--- Prompt ---
Report how many lines in the records that follow have the word "covered" in them, giving the number and nothing more.

[Spatial localization data]

◇ ◇ ◇

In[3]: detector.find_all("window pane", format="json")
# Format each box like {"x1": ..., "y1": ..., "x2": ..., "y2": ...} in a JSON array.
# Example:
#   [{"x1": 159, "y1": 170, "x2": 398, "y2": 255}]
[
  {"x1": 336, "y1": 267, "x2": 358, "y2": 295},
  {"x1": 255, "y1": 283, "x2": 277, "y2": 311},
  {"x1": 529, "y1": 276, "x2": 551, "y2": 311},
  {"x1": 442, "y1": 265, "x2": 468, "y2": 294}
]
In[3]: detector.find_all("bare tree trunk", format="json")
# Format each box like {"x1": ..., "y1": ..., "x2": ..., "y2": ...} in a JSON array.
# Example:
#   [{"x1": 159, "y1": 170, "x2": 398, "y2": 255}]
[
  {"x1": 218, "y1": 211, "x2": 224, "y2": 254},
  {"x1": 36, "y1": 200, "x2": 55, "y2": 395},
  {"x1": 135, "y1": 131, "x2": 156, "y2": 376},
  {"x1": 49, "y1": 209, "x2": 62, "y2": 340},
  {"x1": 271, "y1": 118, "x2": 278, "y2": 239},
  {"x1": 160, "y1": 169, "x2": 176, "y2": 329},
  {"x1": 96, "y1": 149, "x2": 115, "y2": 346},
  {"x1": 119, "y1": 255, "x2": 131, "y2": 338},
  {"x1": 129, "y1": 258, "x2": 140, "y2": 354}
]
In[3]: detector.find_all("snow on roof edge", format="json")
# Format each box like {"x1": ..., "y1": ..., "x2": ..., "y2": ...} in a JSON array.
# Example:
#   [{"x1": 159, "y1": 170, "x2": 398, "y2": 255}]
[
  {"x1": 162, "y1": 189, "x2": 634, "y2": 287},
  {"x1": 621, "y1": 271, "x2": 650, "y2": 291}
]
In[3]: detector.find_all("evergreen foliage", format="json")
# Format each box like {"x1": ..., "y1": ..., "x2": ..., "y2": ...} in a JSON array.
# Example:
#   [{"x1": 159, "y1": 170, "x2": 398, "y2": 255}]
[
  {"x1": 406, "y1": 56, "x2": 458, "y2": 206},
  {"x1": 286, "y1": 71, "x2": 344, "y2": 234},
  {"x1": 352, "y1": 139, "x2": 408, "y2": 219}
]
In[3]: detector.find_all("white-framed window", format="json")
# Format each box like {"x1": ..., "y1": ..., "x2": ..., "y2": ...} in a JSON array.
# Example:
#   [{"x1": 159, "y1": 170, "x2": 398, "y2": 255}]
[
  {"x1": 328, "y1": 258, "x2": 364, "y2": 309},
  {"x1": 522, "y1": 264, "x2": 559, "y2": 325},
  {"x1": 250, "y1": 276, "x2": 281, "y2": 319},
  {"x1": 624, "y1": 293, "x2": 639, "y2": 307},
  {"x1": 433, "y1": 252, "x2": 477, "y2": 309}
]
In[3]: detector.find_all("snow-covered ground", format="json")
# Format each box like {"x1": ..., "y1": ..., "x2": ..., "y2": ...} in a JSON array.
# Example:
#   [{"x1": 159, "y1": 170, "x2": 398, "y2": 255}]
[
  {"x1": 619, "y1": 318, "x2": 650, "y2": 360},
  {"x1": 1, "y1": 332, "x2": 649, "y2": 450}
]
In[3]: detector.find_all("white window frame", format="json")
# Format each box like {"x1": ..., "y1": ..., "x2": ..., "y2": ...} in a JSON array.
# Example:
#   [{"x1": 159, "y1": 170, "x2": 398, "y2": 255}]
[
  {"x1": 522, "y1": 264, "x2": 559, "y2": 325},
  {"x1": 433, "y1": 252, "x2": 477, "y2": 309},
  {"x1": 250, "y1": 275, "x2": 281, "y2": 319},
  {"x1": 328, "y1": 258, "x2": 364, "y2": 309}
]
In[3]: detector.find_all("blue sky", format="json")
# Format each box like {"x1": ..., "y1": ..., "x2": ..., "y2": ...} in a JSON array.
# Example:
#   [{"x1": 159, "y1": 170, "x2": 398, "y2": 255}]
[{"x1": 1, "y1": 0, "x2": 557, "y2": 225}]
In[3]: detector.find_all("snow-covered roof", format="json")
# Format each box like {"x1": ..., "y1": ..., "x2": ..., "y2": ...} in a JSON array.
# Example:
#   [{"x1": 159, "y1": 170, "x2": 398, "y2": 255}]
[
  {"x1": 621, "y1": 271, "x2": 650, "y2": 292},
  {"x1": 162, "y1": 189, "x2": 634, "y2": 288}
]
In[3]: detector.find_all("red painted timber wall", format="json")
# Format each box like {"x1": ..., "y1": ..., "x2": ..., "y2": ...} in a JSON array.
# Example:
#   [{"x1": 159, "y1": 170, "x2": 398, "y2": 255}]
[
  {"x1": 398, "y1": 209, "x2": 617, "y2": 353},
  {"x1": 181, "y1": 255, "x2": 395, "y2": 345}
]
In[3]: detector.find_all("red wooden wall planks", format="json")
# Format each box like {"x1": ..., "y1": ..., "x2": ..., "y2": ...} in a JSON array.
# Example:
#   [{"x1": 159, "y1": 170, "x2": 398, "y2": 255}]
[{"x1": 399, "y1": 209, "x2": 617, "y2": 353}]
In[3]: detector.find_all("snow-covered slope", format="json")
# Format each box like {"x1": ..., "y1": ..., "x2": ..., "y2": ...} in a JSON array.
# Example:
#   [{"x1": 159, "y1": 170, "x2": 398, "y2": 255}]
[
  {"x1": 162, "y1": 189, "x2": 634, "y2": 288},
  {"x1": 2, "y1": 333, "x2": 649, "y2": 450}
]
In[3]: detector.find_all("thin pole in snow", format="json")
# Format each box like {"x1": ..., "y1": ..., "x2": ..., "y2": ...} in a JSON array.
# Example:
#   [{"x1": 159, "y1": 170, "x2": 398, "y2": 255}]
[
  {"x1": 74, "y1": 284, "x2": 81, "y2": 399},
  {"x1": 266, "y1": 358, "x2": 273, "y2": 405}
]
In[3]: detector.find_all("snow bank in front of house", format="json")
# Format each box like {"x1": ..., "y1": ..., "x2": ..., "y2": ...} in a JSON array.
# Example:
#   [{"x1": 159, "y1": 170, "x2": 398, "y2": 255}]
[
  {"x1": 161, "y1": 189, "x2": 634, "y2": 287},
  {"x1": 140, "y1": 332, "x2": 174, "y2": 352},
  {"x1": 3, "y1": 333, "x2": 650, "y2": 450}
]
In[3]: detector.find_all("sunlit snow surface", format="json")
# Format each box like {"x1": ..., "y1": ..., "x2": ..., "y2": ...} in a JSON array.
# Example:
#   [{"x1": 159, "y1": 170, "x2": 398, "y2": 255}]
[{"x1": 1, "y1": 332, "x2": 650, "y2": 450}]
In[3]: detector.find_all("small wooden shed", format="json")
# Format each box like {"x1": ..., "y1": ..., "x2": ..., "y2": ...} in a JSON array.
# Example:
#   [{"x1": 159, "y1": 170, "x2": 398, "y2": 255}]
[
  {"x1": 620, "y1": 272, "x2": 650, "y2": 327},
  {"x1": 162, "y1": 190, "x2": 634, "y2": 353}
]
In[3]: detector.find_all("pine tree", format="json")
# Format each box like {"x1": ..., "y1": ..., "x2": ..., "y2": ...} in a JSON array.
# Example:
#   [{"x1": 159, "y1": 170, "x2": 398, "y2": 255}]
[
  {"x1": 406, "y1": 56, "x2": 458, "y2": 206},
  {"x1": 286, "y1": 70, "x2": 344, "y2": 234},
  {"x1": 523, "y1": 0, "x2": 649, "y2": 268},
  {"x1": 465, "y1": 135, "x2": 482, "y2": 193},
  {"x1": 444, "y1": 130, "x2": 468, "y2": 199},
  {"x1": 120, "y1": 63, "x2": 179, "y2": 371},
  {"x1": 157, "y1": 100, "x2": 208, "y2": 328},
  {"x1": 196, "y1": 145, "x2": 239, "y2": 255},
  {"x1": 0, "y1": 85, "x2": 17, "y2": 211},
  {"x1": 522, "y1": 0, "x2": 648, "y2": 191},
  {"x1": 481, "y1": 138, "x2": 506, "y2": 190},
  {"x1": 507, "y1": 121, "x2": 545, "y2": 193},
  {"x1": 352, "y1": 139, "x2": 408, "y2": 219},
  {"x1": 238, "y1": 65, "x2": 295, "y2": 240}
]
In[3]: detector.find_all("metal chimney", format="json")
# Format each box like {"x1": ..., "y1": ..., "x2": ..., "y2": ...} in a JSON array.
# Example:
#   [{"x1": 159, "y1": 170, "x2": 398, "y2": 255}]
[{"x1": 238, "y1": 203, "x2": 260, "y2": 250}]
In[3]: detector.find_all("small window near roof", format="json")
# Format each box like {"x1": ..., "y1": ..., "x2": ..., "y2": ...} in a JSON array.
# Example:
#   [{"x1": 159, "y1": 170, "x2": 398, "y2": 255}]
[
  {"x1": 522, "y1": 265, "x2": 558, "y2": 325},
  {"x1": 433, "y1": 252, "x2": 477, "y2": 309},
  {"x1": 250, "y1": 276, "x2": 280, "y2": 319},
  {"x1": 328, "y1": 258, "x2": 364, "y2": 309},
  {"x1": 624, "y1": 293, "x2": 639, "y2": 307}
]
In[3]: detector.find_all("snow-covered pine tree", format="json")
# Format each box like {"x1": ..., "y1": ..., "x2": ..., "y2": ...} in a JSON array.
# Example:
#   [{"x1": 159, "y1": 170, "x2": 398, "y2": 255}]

◇ ◇ ◇

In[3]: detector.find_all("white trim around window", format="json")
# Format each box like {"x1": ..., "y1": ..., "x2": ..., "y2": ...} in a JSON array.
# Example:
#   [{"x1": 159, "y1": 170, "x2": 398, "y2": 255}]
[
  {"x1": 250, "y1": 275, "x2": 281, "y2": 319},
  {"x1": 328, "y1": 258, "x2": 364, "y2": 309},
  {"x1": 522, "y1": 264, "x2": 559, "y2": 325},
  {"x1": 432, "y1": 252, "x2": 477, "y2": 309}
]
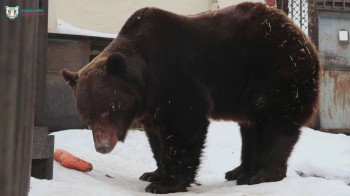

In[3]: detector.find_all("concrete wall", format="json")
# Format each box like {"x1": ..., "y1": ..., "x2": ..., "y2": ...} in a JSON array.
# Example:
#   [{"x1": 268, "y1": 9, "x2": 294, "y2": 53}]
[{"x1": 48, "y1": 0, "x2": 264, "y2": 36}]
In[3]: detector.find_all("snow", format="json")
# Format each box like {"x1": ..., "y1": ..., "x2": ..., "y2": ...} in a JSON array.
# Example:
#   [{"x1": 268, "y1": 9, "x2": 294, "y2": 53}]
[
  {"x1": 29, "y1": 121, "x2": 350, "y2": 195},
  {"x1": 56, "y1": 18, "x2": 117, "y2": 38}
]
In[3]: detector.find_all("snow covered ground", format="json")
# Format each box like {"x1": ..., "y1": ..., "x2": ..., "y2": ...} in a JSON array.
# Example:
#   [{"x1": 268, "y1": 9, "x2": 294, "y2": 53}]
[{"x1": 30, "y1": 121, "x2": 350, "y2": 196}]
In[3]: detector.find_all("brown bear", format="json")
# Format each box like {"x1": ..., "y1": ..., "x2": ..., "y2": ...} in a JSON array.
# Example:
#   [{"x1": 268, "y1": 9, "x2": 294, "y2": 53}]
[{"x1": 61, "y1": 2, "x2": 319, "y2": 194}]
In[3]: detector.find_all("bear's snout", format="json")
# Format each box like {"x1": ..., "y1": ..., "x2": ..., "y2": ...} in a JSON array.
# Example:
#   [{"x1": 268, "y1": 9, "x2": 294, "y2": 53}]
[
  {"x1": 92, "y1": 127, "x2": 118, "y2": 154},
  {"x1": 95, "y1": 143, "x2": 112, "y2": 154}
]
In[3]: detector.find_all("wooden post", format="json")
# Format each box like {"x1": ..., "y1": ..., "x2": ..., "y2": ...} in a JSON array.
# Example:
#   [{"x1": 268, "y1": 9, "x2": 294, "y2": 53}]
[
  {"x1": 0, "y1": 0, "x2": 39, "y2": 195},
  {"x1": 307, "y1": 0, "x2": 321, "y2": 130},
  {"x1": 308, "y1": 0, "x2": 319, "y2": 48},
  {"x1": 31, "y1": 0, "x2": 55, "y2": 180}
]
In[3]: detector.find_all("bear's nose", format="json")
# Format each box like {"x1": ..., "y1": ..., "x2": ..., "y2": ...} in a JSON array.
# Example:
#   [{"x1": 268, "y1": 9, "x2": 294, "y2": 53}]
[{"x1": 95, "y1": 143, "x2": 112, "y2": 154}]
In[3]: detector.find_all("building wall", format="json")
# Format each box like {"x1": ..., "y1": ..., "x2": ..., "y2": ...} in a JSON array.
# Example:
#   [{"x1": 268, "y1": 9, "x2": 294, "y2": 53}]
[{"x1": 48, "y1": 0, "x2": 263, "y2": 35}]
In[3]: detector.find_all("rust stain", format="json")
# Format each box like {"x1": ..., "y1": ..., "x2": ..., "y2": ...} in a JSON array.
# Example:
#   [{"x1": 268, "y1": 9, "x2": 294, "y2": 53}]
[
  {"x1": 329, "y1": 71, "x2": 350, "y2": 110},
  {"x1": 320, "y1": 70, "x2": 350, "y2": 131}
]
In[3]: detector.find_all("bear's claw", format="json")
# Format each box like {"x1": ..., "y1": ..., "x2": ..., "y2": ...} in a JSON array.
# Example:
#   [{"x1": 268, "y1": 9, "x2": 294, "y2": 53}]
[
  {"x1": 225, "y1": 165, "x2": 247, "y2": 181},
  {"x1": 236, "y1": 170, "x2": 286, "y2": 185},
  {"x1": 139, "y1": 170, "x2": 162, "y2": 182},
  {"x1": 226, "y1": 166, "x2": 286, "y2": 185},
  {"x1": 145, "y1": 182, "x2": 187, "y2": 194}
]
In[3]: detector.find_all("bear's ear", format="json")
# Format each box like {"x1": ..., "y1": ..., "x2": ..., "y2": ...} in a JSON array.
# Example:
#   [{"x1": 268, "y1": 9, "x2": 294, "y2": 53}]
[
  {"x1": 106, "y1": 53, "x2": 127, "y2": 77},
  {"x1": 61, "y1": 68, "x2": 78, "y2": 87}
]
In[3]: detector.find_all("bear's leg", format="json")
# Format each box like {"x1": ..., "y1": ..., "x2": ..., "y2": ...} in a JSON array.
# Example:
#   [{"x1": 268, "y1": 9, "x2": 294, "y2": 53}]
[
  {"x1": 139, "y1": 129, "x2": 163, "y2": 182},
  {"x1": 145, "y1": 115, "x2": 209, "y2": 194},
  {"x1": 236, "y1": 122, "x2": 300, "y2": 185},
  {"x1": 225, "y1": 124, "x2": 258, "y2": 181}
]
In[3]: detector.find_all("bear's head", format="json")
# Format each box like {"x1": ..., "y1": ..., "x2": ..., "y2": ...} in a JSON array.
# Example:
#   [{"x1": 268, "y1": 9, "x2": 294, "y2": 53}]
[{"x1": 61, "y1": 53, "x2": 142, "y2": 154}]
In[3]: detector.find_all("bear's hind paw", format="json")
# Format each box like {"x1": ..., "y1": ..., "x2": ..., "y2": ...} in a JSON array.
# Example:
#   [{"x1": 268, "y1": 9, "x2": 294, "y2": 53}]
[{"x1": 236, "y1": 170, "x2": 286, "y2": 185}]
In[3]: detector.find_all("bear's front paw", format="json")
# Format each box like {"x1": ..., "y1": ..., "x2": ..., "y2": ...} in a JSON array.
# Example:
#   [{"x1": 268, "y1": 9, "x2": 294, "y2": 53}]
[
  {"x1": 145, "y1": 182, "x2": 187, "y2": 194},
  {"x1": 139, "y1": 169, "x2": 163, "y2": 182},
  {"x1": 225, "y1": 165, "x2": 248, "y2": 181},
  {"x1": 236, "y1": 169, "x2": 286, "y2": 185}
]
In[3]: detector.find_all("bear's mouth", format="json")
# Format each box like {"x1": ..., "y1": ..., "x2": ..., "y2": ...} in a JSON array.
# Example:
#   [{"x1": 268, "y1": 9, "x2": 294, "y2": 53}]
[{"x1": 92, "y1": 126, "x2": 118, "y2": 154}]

◇ ◇ ◇

--- Solution for this task ---
5